→ Supplied data:
--- START ---

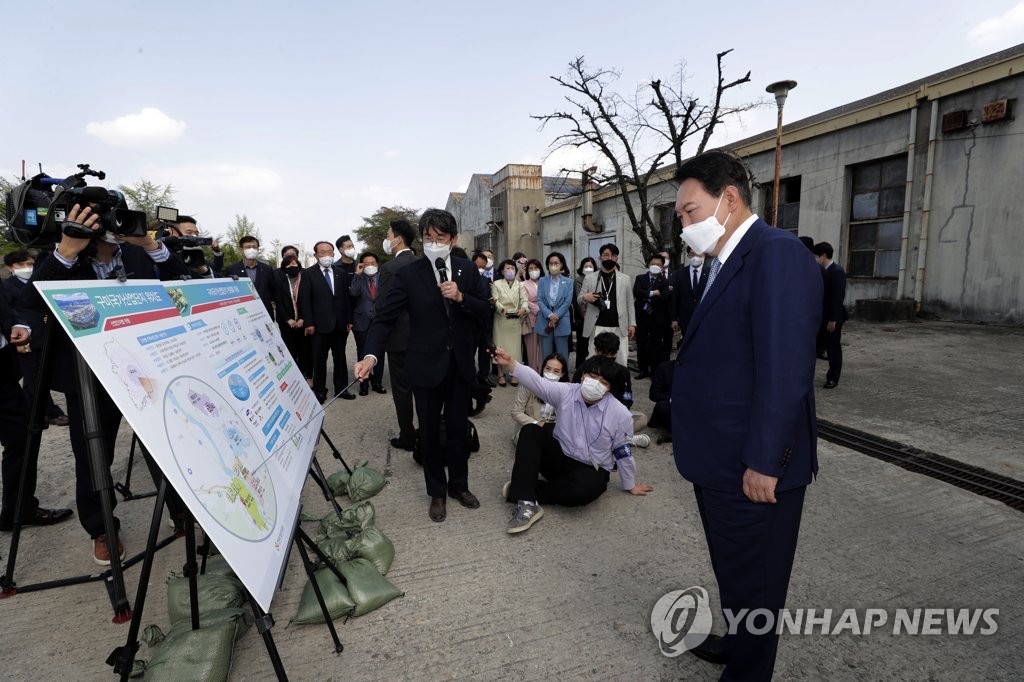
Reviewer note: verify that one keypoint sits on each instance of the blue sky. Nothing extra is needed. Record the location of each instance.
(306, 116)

--- END ---
--- START ---

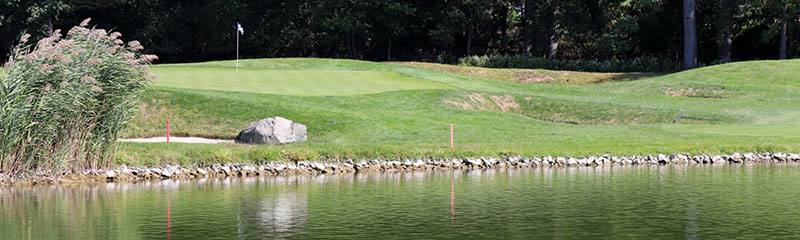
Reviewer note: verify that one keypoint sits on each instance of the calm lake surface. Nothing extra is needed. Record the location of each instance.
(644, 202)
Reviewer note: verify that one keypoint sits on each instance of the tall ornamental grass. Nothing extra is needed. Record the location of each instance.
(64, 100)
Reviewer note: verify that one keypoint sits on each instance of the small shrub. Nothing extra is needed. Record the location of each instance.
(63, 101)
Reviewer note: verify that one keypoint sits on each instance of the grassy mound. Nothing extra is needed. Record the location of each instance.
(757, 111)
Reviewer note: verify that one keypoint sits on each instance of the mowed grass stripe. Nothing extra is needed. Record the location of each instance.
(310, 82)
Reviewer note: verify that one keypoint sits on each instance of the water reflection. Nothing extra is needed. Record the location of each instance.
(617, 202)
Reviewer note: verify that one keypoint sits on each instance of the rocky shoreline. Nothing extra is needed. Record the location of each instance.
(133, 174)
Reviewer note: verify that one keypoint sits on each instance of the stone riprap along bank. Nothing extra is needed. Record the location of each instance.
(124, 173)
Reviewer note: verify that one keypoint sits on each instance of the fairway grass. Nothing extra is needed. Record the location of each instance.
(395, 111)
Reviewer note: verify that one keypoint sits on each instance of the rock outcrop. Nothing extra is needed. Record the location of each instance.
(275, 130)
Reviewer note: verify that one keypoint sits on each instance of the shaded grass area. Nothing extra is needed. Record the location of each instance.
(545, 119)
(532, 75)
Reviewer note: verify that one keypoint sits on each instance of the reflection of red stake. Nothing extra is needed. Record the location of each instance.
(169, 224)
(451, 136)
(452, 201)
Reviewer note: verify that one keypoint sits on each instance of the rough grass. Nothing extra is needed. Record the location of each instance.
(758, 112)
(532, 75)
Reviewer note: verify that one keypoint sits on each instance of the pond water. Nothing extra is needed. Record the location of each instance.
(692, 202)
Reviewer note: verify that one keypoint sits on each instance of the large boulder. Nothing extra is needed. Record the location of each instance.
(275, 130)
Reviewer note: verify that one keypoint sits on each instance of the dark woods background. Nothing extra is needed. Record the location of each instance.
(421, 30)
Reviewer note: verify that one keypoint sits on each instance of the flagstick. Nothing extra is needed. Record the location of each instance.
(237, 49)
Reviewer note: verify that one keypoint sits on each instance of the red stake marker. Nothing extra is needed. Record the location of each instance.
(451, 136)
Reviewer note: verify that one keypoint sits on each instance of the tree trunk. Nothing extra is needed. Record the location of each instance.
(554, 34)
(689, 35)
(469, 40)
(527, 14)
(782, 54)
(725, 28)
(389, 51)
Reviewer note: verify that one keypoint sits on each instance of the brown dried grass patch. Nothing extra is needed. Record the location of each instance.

--- END ---

→ Task to carry out: In your answer, include only the lines above starting at the line that holds "of the reflection" and ending at the line that holds "of the brown", copied exactly.

→ Answer area:
Reviewer note: verify that one keypoint sits on each instance of the reflection of red stake. Nothing extra is needed. Record the location of each instance.
(169, 224)
(451, 136)
(452, 201)
Reviewer note: verify that one keypoint sits on each instance of the rough grass. Nothing extra is needed. Record the location of each instance.
(758, 112)
(532, 75)
Reviewer note: verify that one keypoint sits on each instance of the pond water. Nothing extra is needed. Record the location of each instance.
(692, 202)
Reviewer note: verify that one keypoint sits on each instance of the large boulder. Nothing extra is needed. Record the location of each instance.
(275, 130)
Reviewer note: verify that one keypoint sits on each instance of the dark woods background. Nothing extra is needed. Record the location of each instance.
(421, 30)
Reviewer note: verify that one keypoint sits on each instance of the flagstick. Nothing extra is needed. Record the location of each instance.
(237, 49)
Reviewer note: verify that one keypoint sits on each instance of the red stake marker. Nothing extra is needed. Record the location of each instance.
(451, 136)
Reviewer note: verify that one keypoint sits on each instance of the tree trunk. Nothing extra is needed. Record the location of each instance.
(554, 34)
(689, 35)
(469, 40)
(527, 14)
(782, 54)
(725, 28)
(389, 51)
Reviewer note: verify that one keypoint sits on each instance of the brown dried grass patch. Nothing extra is needed. Record the location of each instance.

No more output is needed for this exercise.